§ Brief
Leave out any picture and return the remaining listing below exactly as given.

>> Begin Input material

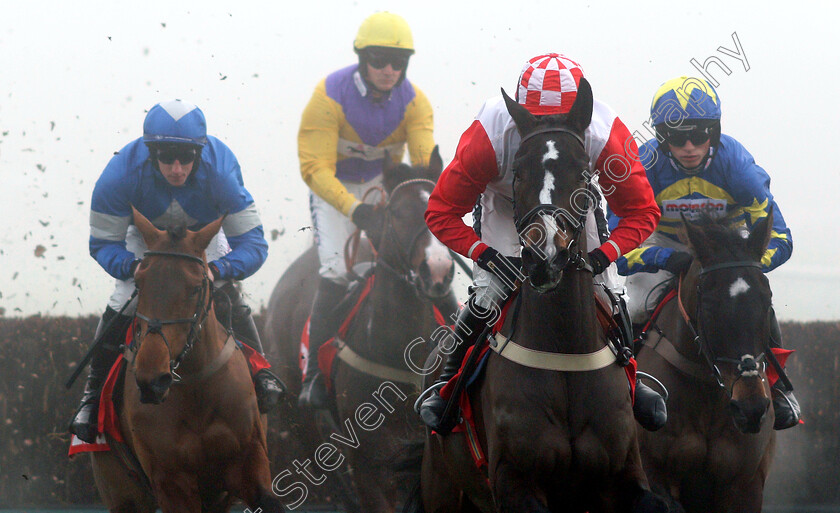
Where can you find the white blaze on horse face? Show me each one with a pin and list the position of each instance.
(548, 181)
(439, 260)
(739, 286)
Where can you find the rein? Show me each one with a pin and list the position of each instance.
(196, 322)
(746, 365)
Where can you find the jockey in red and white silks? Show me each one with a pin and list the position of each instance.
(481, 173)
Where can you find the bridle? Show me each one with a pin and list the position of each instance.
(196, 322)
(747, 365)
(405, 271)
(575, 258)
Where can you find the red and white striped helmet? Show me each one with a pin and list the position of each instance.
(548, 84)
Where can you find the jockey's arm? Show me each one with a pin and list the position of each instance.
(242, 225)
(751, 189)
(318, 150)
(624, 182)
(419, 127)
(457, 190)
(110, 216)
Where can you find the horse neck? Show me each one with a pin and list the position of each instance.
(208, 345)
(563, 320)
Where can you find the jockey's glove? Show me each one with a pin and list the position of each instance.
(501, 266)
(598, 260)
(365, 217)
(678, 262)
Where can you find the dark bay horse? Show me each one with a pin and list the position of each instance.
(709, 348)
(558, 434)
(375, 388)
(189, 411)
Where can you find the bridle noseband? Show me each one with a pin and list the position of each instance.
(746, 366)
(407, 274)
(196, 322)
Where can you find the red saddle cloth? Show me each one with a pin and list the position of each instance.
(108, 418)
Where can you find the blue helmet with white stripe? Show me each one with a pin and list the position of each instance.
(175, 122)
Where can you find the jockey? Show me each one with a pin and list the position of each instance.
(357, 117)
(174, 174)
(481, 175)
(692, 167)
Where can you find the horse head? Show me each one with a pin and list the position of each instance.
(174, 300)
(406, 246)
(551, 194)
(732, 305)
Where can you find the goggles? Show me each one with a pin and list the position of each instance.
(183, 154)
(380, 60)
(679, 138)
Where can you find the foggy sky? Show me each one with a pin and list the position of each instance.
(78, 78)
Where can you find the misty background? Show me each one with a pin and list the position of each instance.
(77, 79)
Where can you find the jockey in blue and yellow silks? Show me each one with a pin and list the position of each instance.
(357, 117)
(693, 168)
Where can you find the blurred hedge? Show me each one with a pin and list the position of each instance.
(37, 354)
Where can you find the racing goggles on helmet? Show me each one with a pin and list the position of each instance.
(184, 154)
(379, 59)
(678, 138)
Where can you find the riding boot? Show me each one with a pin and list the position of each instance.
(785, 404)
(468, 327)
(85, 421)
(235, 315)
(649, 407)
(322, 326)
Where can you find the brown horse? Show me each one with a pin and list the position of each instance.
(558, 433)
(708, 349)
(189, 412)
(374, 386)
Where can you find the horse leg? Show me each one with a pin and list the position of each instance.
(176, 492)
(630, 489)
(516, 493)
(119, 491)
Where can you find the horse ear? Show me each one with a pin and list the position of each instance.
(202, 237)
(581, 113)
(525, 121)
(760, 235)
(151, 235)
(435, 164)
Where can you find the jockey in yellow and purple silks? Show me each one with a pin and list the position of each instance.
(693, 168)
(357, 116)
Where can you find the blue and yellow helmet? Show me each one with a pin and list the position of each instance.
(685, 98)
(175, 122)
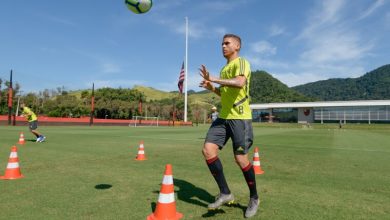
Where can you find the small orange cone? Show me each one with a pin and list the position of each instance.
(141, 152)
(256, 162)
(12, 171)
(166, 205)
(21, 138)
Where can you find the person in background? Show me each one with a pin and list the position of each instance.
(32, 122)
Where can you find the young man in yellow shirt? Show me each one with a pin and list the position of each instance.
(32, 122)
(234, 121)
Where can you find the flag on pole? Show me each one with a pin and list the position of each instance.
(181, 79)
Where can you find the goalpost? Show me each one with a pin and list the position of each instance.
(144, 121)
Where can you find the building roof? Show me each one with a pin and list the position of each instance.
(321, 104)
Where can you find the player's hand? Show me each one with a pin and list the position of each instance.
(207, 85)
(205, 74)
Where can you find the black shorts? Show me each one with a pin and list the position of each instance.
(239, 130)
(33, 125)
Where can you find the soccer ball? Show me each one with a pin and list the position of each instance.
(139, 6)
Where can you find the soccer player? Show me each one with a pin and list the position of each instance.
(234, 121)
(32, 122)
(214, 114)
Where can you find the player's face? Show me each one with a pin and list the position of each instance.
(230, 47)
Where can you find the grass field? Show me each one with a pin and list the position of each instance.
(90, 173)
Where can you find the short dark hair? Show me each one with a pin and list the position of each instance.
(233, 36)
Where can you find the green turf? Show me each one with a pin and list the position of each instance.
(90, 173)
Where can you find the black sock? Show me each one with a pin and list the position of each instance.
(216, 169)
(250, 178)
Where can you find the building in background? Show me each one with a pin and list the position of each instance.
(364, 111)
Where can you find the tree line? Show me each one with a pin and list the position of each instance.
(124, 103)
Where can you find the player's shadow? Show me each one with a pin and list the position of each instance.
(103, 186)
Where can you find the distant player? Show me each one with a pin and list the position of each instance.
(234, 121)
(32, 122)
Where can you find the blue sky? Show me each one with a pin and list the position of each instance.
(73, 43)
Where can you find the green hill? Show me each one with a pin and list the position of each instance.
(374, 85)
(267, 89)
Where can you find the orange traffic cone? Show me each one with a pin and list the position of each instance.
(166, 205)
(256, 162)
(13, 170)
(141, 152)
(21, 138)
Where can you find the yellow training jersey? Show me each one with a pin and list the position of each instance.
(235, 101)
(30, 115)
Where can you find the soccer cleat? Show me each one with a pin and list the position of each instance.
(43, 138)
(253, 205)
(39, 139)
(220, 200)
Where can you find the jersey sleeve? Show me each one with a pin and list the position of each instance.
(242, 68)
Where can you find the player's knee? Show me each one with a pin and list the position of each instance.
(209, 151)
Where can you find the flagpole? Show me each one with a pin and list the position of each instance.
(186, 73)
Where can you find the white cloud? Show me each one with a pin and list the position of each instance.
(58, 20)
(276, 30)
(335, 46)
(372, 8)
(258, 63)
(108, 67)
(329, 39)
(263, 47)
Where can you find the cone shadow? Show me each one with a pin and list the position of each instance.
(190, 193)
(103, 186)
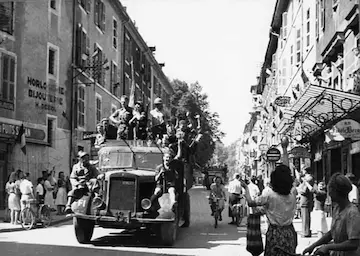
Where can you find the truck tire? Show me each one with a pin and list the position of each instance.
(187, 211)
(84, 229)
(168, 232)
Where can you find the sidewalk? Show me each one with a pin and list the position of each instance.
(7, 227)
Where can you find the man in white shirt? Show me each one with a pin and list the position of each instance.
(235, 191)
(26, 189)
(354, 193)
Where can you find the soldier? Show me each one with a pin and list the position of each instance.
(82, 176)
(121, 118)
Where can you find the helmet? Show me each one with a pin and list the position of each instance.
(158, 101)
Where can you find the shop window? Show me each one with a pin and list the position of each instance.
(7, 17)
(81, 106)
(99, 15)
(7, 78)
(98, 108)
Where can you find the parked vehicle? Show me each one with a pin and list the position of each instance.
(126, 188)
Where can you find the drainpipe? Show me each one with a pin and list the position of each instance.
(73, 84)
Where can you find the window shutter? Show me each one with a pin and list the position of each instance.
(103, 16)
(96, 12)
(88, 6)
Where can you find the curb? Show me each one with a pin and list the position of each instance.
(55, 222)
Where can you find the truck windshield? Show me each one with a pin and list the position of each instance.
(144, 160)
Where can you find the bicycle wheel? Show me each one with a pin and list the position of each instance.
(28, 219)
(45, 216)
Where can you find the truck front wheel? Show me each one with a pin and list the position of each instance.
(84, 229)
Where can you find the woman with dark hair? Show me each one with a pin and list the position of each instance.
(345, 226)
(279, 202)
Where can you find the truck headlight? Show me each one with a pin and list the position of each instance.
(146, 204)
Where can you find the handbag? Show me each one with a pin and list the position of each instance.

>> End Input material

§ Completed task
Where can you find the white blaze on horse face? Show me each one with a pin and list the position of each instance.
(548, 181)
(439, 260)
(739, 286)
Where can you find the rein? Show me each one with a pin and list the position of each instance.
(196, 322)
(746, 365)
Where can you find the jockey in red and white silks? Show me each one with a pin and list the position of each instance.
(481, 173)
Where can you find the bridle? Show me each one with a pin and list the position of each instance.
(196, 322)
(747, 365)
(405, 271)
(575, 258)
Where can you find the red and white striped helmet? Show me each one with a pin and list the position of each instance.
(548, 84)
Where can you find the jockey's arm? Show me each one with a pin and list the position of each instance.
(242, 225)
(751, 189)
(318, 150)
(624, 182)
(419, 127)
(457, 190)
(110, 216)
Where can you find the horse neck? Show me each one with a pin and list the position of each instance.
(208, 345)
(563, 320)
Where can you find the jockey's glove? Show me each one with a pin and list the position of each instance.
(501, 266)
(598, 260)
(365, 217)
(678, 262)
Where can you find the dark bay horse? Show me each one with a pin and list the position of each instance.
(709, 348)
(558, 434)
(375, 388)
(189, 411)
Where can you find the bridle noseband? Show me each one with a pin and list the position of each instance.
(746, 366)
(407, 274)
(196, 322)
Where can you find the red saddle cloth? Show me each one with a pin and list the position of each instance.
(108, 418)
Where can you find the blue helmet with white stripe? Show me each one with a pin and list the position of each instance.
(175, 122)
Where can you find the jockey? Show me each one with a pin and list the position of each instance.
(357, 117)
(174, 174)
(481, 175)
(692, 167)
Where can you find the horse head? Show me each one with a pin and list the position of each instance.
(174, 300)
(406, 246)
(551, 194)
(732, 305)
Where can you find the goggles? Show me each one with a pin and list the position of each instance.
(183, 154)
(380, 60)
(679, 138)
Where can you find the foggy sky? Show me each one with a pin and list the position of each instance.
(78, 78)
Where can you find the misty background? Show me each one with a pin and list the position of each instance.
(77, 79)
Where can you find the jockey in blue and yellow silks? Show me each one with a pin and list the position of each instance.
(357, 117)
(693, 168)
Where can you find the blurred hedge? Show me each one with a pin and list the position of each instance.
(37, 354)
Where can you find the racing goggles on helmet? Show me each one with a pin and list the position of each instance.
(184, 154)
(379, 59)
(678, 138)
Where can you find the riding boot? Show me each one with a pin and list the position of each instance.
(785, 404)
(468, 327)
(85, 421)
(235, 315)
(649, 407)
(322, 326)
Where can you find the brown horse? Show me each one with a pin and list the position of each instance.
(558, 433)
(708, 349)
(189, 412)
(374, 386)
Where can you find the horse leg? Show me each one with a pin and list the position of each instance.
(176, 492)
(630, 489)
(516, 493)
(119, 491)
Where can you find the horse ear? Show me each one with a pin and list the position of each instance.
(202, 237)
(581, 113)
(525, 121)
(760, 235)
(151, 235)
(435, 164)
Where can you find the jockey in yellow and purple silks? Show me each one with a pin and list the position of each instance.
(693, 168)
(357, 116)
Where can you find the blue and yellow helmet? Show me each one with a pin and list the position of each instance.
(685, 98)
(175, 122)
Where can you find the small orange cone? Show me each one with a pin and list the position of each instance.
(141, 152)
(256, 162)
(12, 171)
(166, 205)
(21, 138)
Where can you find the person in background? Show me each one with a pin and list the position of each instance.
(32, 122)
Where can you find the young man in yellow shirt? Show me each one with a pin and list the position of each instance.
(32, 122)
(234, 121)
Where can you find the flag on pole? Show me each one with a pin and list the position of each instance.
(181, 79)
Where can you find the goalpost? Show me each one with a pin and list the position of each instance.
(144, 121)
Where can you find the building roof? Show me each one with a pin and list the position of each instance.
(321, 104)
Where can you find the player's hand? Show me each one with a pin and list the position of each instance.
(207, 85)
(205, 74)
Where can you find the black shorts? Show me each one with a pin and list the position of each instance.
(239, 130)
(33, 125)
Where can you find the soccer ball? Show me each one with a pin and list the position of each instance.
(139, 6)
Where can you find the soccer player? Show me each one with a pin and list the position of each instance.
(234, 121)
(32, 122)
(214, 114)
Where can you find the player's face? Show me each one with a pin and list the position of each instance.
(230, 47)
Where can you find the grass field? Show me each one with a pin and list the position of each instance.
(90, 173)
Where can you find the short dark hair? Show me each one with a pin and list the position of each instance.
(233, 36)
Where can you find the green turf? Show me each one with a pin and list the position of each instance.
(90, 173)
Where can you find the black sock? Show me each one with a pin and list the position of each instance.
(216, 169)
(250, 178)
Where can you find the building in background? Show me each one with a pin and list the position of each instance.
(364, 111)
Where can you find the tree line? Show me each one with a pin and list the position of each instance.
(124, 103)
Where can you find the player's shadow? Show me each one with a pin and list the position of each instance.
(103, 186)
Where can you find the distant player? Show me each one with a pin and list the position of each instance.
(234, 121)
(32, 122)
Where can you find the blue sky? Show me each one with a pin and list the position of each instance.
(73, 43)
Where can you find the green hill? Show me each one with a pin and list the position of each instance.
(374, 85)
(267, 89)
Where can you find the orange traffic cone? Show me each one with a pin and list the position of each instance.
(166, 205)
(256, 162)
(13, 170)
(141, 152)
(21, 138)
Where can you find the yellow training jersey? Show me each one with a pin and list the position of each instance.
(235, 101)
(30, 115)
Where can you find the soccer cleat? Show me each one with a pin and list the position of each instance.
(43, 138)
(253, 205)
(39, 139)
(220, 200)
Where can you find the jersey sleeve? Show me each one with a pin and list the position of each instance.
(242, 68)
Where can you find the player's knee? Show me each one with a pin and list the position of each instance.
(209, 151)
Where can you find the flagpole? Show me each one with a pin and list the position of each instance.
(186, 73)
Where can you find the white cloud? Show me each one with a pin and list the position of each instance.
(58, 20)
(276, 30)
(335, 46)
(372, 8)
(258, 63)
(108, 67)
(329, 39)
(263, 47)
Where can you find the cone shadow? Show me each one with a pin and list the position of each instance.
(190, 193)
(103, 186)
Where can you find the truck tire? Show me each one with a pin and list the position of each instance.
(187, 211)
(84, 229)
(168, 232)
Where can you find the sidewalk? Show me each one with a pin and list the position of each instance.
(7, 227)
Where can you find the man in white shirt? Show me each one with a pin and list the position of each instance.
(235, 191)
(26, 189)
(354, 193)
Where can you find the soldier? Show me each one with a pin and list the position of each instance.
(82, 176)
(121, 118)
Where can you find the helmet? Show me each one with a pin and list the position of each instance.
(158, 101)
Where can you find the shop window? Show me each one with a pin and list the position of each instance.
(7, 17)
(81, 106)
(99, 15)
(7, 78)
(98, 108)
Where can you find the parked vehicle? Show me each one with a pin and list the position of each instance.
(126, 188)
Where can you find the drainpipe? Show me each one with a pin and list the position of each instance.
(73, 84)
Where can you find the window shutter? Show me each one with a pin and list the position of each instance.
(103, 16)
(96, 12)
(88, 6)
Where can you find the curb? Show me each one with a pin and list the position of each instance.
(55, 222)
Where can you find the truck windshield? Show me each one with a pin and list the position of each instance.
(144, 160)
Where can you find the bicycle wheel? Show me each one with a pin and list the position of each instance.
(28, 219)
(45, 216)
Where can you find the truck front wheel? Show me each one with a pin and list the position of each instance.
(84, 229)
Where can you find the woman with dark hair? Show me each one with a pin and list the position of each instance.
(345, 226)
(279, 202)
Where can you find the truck headlight? Show me each one with a pin and list the position of each instance.
(146, 204)
Where can you find the handbag? Show me each one with a pin and list the position of each instance.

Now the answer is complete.